## Extracted text
==========
EMPTY DEBATE: Justin Goodman, Research Associate Supervisor for the Laboratory Investigation Department at PETA, gives a presentation on ways for ASU to stop its use of animals in lab experiments. He stood next to an empty podium; PETA had continually extended invitations to ASU officials to discuss the issue with them at the event, but ASU declined. (Photo by Molly J. Smith)
EMPTY DEBATE: Justin Goodman, Research Associate Supervisor for the Laboratory Investigation Department at PETA, gives a presentation on ways for ASU to stop its use of animals in lab experiments. He stood next to an empty podium; PETA had continually extended invitations to ASU officials to discuss the issue with them at the event, but ASU declined. (Photo by Molly J. Smith)

People for the Ethical Treatment of Animals held a demonstration Tuesday to “confront ASU’s classroom cruelty.”

About 30 people came to the Memorial Union’s auditoriums Tuesday afternoon for the event, which included a slide show presentation and concluded with a question and answer

session.

PETA came to ASU to draw attention to experiments in biology classes that it alleges are cruel and inhumane, particularly dissections and vivisections.

In some biology classes at ASU, students participate in the vivisection — dissection while the animal is still alive — of frogs to see how their circulatory systems work, according to PETA.

“We’re encouraging people to ask ASU to do better,” said Justin Goodman, research associate supervisor in PETA’s Laboratory Investigations Department. Goodman travels the country talking to universities about the treatment of animals.

Some of the ways students can help are leafleting, signing petitions, writing letters to the University and opinion writing to local newspapers, he said.

Last year PETA filed a complaint against the University with the U.S. Department of Agriculture after ASU records confirmed student complaints that PETA received about inhumane practices in some courses.

PETA wanted Tuesday’s presentation to be an open conversation between the organization and ASU, he said.

“We genuinely wanted to have a dialogue. I wouldn’t like this to become adversarial — I think it becomes unproductive at that point,” he said. “We’ve tried to reach ASU for months.”

Skip Derra, national media relations officer and science writer for ASU, said the University has been contacted by PETA three times in the last year.

“We reviewed our procedure when PETA presented alternatives and found that the PETA suggestions did not provide the educational experience of the present method,” he said in an e-mail.

ASU communicated that to PETA, he said.

“PETA has debated this issue for years and at many places around the country,” he said. “They know what the opposing view is, but this doesn’t change their approach.”

Jeremiah Molinaro, a neuroscience postgraduate, works with animals for his experiments and was in attendance at the discussion.
==========
## Provided information
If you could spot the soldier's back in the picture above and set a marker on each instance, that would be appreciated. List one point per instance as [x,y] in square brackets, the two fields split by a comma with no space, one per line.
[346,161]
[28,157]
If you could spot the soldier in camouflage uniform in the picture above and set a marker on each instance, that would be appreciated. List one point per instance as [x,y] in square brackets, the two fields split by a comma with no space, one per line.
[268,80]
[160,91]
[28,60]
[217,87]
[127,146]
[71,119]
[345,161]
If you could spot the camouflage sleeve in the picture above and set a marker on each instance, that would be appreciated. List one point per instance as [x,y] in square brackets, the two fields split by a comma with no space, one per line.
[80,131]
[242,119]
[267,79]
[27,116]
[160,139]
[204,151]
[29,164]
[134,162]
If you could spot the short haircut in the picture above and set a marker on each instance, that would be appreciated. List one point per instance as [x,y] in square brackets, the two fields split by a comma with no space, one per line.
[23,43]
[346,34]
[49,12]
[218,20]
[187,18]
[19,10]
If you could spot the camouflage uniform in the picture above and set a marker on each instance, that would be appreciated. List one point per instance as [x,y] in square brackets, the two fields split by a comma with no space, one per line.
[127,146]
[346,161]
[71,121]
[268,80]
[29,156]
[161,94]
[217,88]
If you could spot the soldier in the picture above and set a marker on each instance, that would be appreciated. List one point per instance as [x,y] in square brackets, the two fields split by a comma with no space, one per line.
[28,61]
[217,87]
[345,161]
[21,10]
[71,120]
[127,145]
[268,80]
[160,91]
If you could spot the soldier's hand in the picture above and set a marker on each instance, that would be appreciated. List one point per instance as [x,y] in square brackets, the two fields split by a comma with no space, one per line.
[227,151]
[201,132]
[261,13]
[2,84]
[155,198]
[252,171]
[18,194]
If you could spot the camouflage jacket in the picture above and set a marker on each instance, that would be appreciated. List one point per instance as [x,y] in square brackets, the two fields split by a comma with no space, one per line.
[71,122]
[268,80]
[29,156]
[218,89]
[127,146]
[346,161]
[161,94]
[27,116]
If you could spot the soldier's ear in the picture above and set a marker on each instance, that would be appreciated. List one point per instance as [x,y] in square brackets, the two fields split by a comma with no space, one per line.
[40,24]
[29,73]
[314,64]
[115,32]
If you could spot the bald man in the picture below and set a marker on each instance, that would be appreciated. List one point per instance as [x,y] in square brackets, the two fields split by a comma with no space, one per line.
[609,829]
==========
## What you need to do
Rewrite the article about PETA's event at ASU from "PETA wanted Tuesday’s" up to and including "the last year.", replacing "adversarial" with "confrontational".

## Exercise answer
PETA wanted Tuesday’s presentation to be an open conversation between the organization and ASU, he said.

“We genuinely wanted to have a dialogue. I wouldn’t like this to become confrontational — I think it becomes unproductive at that point,” he said. “We’ve tried to reach ASU for months.”

Skip Derra, national media relations officer and science writer for ASU, said the University has been contacted by PETA three times in the last year.